_YOUR GOAL_
Decide whether each statement below agrees with the excerpt on civic capitalism and global governance. Answer yes or no for each, and quote the deciding words of the text exactly. (a) Civic capitalism of the kind proposed could take hold if conceived purely at a national level. (b) The World Bank is described as providing surveillance of financial risk. (c) Global action on climate change has been pursued within a United Nations framework.
=== EXCERPT TO READ ===
‘Civic Capitalism’: locating the new model within the global context

13 March 2014

Tony Payne & Colin Hay - Directors of SPERI

We need to build up more intensive and sophisticated mechanisms of global governance capable of serving as the guiding intelligence of the whole global economy

A new national model of civic capitalism has inevitably to be located and embedded in a global context.  The extent and the complexity of the interdependence that has steadily grown between national economies and societies over the past half-century is such that this is now a truism, albeit one still too easily and too frequently overlooked in national policy debates.  In fact, the kind of civic capitalism we propose would be still-born were it to emerge and be thought of purely at a national level.  ‘Civic capitalism in one country’ is an oxymoron.  Or, put slightly differently, the conditions of existence of civic capitalism are not exclusively, nor perhaps even principally, domestic.  

In the last of this series of posts we turn then to a vital question, one that in effect oversees the whole debate about the possibility of moving forward towards a civic capitalist model of development anywhere.  This is the matter of how we think about, as a means to reconfigure, what is usually called the system of ‘global governance’.  By this we refer simply to the loose mix of arrangements, institutions and rules that now exists at the global level with a view to giving some coherence and order to the diverse mix of policies and approaches to governance being followed across the many different states of the world.

The structures of global governance that we have inherited from the neoliberal era are actually very limited, both in scope and ambition.  For some time the dominant view judged that little more was required than effective rules for managing competition between national economies.  From this perspective, the International Monetary Fund (IMF) provided surveillance of financial risk and maintained the stability of the international financial order; the World Bank offered technical and other support to the development efforts of the poorer countries; and the World Trade Organization (WTO) negotiated an (ostensibly) ever more open global trading regime.  It was also highly significant that the global management and amelioration of climate change has hitherto been pursued within a United Nations framework and has therefore sat outside the responsibilities of this interconnected set of global governance institutions.
=== DATA LISTING ===
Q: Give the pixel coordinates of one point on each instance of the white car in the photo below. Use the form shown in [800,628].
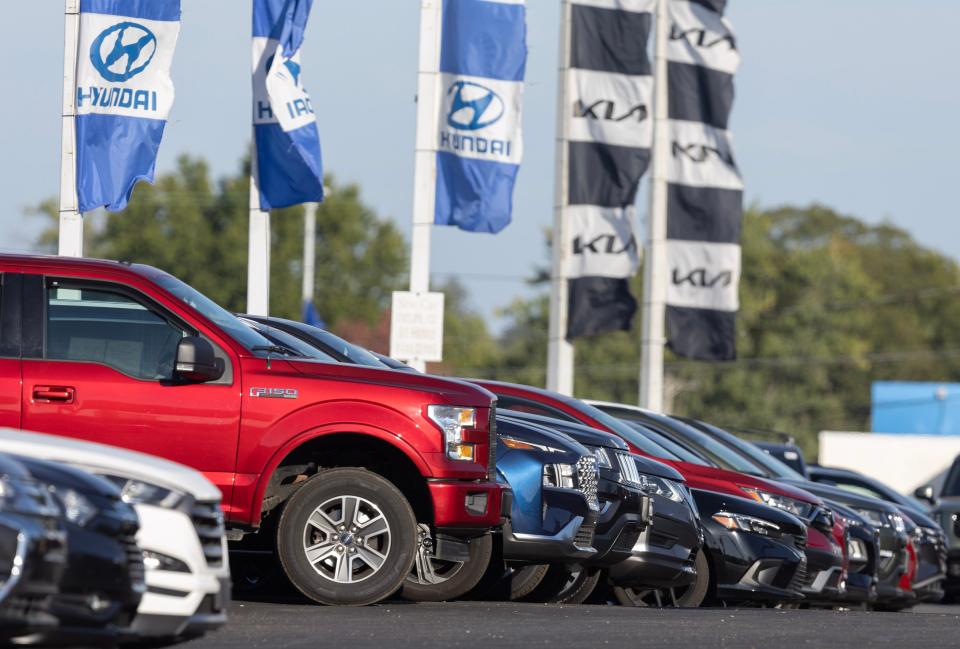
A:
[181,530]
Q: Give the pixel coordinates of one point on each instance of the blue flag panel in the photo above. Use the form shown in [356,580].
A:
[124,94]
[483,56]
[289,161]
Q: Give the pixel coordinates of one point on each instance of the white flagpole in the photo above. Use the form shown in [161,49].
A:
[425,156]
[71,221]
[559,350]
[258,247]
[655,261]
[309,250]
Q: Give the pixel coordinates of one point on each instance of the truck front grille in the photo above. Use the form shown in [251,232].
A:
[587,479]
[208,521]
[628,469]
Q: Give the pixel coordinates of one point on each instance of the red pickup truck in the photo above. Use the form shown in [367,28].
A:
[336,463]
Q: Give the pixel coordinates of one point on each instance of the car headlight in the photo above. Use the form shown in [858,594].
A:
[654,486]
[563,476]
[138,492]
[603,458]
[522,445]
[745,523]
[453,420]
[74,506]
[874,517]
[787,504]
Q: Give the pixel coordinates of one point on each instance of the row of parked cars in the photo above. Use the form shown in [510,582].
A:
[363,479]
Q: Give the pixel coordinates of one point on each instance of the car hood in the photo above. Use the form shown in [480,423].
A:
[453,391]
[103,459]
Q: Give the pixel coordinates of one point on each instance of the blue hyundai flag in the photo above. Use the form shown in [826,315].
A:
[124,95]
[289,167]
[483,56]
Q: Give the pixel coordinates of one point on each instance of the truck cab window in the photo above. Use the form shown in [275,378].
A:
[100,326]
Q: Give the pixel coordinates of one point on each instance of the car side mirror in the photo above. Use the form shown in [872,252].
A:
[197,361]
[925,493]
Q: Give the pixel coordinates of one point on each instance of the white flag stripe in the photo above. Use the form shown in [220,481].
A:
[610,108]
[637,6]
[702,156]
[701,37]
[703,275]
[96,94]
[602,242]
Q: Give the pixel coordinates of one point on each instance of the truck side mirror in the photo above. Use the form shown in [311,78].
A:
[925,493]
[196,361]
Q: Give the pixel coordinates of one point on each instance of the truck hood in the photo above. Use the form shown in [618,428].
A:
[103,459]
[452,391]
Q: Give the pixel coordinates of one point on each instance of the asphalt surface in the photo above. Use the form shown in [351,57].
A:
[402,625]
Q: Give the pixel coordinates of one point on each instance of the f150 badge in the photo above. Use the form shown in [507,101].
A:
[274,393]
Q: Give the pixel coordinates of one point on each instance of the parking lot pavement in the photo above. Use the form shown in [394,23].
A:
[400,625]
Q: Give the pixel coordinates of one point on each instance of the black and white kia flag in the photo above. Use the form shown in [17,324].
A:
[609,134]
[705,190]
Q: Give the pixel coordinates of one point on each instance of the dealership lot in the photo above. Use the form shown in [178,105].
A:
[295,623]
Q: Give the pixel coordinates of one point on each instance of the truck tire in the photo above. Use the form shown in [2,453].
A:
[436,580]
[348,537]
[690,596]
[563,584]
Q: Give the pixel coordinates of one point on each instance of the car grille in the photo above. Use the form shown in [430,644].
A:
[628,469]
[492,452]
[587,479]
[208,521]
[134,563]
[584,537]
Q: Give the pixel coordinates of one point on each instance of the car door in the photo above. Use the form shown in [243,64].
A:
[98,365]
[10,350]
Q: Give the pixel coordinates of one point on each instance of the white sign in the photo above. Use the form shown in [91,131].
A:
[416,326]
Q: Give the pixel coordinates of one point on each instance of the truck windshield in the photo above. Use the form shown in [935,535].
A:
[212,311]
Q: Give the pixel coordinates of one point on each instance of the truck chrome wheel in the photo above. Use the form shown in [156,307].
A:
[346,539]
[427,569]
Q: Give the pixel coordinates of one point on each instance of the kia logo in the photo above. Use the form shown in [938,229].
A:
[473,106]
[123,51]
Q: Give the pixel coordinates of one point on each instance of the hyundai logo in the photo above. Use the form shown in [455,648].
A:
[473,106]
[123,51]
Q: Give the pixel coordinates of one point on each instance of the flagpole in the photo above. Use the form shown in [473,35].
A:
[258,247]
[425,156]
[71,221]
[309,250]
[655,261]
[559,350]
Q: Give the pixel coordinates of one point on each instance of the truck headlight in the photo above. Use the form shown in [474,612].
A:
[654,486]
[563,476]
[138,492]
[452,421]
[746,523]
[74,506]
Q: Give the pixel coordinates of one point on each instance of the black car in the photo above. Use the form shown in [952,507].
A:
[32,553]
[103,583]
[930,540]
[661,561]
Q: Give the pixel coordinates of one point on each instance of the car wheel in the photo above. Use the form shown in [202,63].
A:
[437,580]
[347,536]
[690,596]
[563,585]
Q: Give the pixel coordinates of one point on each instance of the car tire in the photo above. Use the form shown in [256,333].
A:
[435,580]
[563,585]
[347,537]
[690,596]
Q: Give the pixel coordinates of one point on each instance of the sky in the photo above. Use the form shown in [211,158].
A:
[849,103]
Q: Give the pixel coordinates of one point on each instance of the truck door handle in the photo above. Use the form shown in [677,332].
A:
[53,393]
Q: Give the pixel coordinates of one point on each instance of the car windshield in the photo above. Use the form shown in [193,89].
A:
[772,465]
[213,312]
===
_FULL SOLUTION_
(a) No: "the kind of civic capitalism we propose would be still-born were it to emerge and be thought of purely at a national level."
(b) No: "the International Monetary Fund (IMF) provided surveillance of financial risk and maintained the stability of the international financial order."
(c) Yes: "the global management and amelioration of climate change has hitherto been pursued within a United Nations framework."